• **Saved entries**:

"""

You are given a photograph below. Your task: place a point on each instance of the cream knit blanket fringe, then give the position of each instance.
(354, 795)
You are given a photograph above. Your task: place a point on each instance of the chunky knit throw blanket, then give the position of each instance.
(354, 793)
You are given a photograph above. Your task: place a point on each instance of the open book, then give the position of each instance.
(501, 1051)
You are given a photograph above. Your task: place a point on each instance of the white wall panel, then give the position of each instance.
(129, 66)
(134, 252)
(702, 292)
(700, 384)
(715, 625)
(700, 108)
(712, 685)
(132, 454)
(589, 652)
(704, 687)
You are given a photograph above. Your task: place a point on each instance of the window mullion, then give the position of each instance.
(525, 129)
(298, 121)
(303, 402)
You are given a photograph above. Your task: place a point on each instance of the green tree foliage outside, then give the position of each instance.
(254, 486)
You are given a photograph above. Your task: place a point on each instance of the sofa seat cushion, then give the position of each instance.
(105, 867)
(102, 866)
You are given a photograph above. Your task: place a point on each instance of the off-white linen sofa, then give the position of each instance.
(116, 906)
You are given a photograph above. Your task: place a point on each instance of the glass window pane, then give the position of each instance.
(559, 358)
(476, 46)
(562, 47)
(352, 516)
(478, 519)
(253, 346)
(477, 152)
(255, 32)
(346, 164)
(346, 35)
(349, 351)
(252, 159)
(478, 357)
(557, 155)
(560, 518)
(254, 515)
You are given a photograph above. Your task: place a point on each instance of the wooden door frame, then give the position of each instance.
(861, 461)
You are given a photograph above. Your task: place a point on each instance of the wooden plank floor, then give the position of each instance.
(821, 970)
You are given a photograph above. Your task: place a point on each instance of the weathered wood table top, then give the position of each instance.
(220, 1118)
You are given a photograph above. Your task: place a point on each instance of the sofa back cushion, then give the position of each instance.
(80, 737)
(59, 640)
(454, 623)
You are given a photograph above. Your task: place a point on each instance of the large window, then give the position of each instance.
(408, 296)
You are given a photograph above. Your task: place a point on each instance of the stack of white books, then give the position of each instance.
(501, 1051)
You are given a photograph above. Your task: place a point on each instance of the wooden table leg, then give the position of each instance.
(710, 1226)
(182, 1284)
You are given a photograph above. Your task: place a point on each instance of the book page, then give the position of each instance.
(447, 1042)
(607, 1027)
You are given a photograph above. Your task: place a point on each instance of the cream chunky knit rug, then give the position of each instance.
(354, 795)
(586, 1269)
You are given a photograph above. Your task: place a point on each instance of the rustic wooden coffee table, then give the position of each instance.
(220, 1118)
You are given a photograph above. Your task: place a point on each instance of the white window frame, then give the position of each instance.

"""

• **EXERCISE BRIEF**:
The response must be an exact reproduction of all the entries.

• **OUTPUT BELOW**:
You are given a photograph below. Your task: place a point on each instance of the cream knit blanket fringe, then give the position of each instance.
(354, 795)
You are given a photograph above. Your task: place a point on each instance of the chunky knit throw blanket, then give the position of each instance.
(354, 793)
You are given a photograph above. Your task: place a point on each instance of the open book, then give the position of each instance.
(501, 1051)
You are given a photograph above. Your task: place a point on each instance of the white wall panel, then give the position of each instance.
(129, 66)
(134, 252)
(702, 292)
(700, 384)
(715, 625)
(700, 108)
(712, 685)
(132, 454)
(589, 652)
(704, 687)
You are given a photograph above. Your task: place a point on each instance of the window mullion, then give the position of each instance.
(525, 129)
(298, 121)
(303, 402)
You are given a photograph above. Your task: place a point on each instance of the green tree foliage outside, then give the position of each instance.
(254, 486)
You are given a photograph above. Your task: place a point on each instance of the sofa seat cushion, then give the position of each instance.
(105, 867)
(102, 866)
You are given a photograph above. Your task: place a point on each instance of the off-white linen sofa, then give the position of each instance.
(116, 906)
You are given a photograph above. Your task: place a point on each instance of the glass window pane, then give the position of each instance.
(559, 358)
(476, 46)
(562, 47)
(352, 516)
(478, 519)
(253, 346)
(477, 152)
(255, 32)
(346, 164)
(346, 35)
(349, 351)
(252, 159)
(478, 357)
(557, 155)
(560, 518)
(254, 515)
You are given a photograph above. Your task: place a point on each instance of the wooden door frame, then give the position of each instance.
(861, 461)
You are given a photograph above. Your task: place a point on each instance of the wooden plank floor, then give the position of each instance.
(821, 970)
You are given a photograph above. Your task: place a point on each instance of the weathered wood table top, then give the position of each instance.
(220, 1118)
You are given a photograph above. Your task: place a point on each instance of the sofa back cushion, then give the position of each instance.
(80, 737)
(59, 640)
(454, 623)
You are given a photograph above. Your task: place a point on each instance of the large window, then give the position of each instance.
(408, 296)
You are given a photograph above. Your task: place a point on each instance of the stack of white books, then give the position of each instance.
(501, 1051)
You are given a photograph above. Your task: place a point on each instance of the wooden table leg, then give the position of each instance.
(710, 1226)
(182, 1284)
You are given a photograph above. Your task: place a point on each instance of the book page, then give the position of each instance.
(447, 1042)
(607, 1027)
You are given a photograph above. Your task: place a point on each instance of the cream chunky knit rug, then give the position of each instance.
(354, 795)
(586, 1269)
You are given a photograph above. Your task: place a point on each instance of the rustic wooden coffee table, then give the position of each instance.
(220, 1118)
You are given a photograph above. Your task: place a point on each instance of the white window frame, then give the position of each instance.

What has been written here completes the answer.